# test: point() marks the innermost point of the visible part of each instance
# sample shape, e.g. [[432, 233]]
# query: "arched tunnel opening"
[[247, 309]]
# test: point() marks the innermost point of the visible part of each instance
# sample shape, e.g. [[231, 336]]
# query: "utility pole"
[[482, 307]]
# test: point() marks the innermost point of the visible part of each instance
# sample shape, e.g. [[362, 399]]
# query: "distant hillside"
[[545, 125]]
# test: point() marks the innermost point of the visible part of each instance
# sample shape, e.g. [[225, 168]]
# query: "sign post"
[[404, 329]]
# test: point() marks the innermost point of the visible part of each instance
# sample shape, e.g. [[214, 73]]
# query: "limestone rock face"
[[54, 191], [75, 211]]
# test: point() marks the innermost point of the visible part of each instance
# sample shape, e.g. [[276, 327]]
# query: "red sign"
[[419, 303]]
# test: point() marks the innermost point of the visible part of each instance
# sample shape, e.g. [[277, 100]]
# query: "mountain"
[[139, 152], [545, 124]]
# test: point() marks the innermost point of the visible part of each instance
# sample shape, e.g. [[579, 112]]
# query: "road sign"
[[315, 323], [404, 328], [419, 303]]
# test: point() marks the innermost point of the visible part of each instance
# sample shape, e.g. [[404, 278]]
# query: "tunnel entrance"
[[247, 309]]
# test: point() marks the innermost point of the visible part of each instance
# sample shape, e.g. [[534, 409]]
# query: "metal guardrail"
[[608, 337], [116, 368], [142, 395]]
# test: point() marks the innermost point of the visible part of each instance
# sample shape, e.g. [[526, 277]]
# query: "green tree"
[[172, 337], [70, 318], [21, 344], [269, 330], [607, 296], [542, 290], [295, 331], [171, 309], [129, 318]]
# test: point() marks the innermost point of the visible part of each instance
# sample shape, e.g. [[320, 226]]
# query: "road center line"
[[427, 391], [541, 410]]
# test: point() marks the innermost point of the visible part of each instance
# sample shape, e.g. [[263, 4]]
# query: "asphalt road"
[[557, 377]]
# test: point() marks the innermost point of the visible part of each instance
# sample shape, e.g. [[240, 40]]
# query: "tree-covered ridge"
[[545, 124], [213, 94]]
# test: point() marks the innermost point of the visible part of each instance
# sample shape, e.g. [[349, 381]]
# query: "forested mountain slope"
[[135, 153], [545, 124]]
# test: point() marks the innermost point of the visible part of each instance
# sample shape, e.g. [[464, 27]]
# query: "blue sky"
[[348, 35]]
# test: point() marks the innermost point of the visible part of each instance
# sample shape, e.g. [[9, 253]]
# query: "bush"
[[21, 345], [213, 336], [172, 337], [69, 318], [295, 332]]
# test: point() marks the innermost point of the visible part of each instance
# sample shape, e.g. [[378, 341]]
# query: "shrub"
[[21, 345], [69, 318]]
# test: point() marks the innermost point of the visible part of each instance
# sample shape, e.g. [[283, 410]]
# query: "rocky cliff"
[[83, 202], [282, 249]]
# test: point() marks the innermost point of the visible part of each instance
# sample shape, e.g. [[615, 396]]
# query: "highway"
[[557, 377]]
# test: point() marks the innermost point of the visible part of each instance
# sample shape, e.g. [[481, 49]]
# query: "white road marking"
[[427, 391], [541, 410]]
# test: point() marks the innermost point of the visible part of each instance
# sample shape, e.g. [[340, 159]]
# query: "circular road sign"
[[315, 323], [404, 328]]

==

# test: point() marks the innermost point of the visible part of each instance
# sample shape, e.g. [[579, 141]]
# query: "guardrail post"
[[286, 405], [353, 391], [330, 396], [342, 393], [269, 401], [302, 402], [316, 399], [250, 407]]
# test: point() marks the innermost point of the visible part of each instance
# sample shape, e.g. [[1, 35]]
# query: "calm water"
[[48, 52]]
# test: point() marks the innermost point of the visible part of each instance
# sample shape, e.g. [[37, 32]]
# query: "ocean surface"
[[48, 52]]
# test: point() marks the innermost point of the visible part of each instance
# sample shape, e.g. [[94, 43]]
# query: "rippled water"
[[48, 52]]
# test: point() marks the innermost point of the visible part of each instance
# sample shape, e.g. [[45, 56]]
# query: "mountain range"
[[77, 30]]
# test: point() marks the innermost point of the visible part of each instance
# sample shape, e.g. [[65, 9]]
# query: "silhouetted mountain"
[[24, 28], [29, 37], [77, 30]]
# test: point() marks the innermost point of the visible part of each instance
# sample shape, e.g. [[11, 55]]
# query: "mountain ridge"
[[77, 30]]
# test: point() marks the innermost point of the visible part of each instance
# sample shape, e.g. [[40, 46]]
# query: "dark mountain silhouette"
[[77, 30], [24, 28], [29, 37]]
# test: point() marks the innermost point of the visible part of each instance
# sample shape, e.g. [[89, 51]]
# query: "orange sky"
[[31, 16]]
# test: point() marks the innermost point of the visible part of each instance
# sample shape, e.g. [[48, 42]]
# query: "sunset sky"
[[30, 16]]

__EXERCISE INSTRUCTIONS__:
From the records above, repeat exactly the lines from the one with "# sample shape, e.g. [[9, 253]]" through the one with "# sample shape, e.g. [[283, 410]]", both included.

__RESPONSE BELOW__:
# sample shape, e.g. [[9, 253]]
# query: "bush"
[[21, 345], [213, 336], [172, 337], [69, 318], [295, 332]]
# test: point() marks the innermost point of the visible part of each instance
# sample shape, e.g. [[378, 341]]
# query: "shrub"
[[21, 345], [69, 318]]
# test: point() marks the innermost point of the visible part of each instance
# sample shape, e.g. [[283, 410]]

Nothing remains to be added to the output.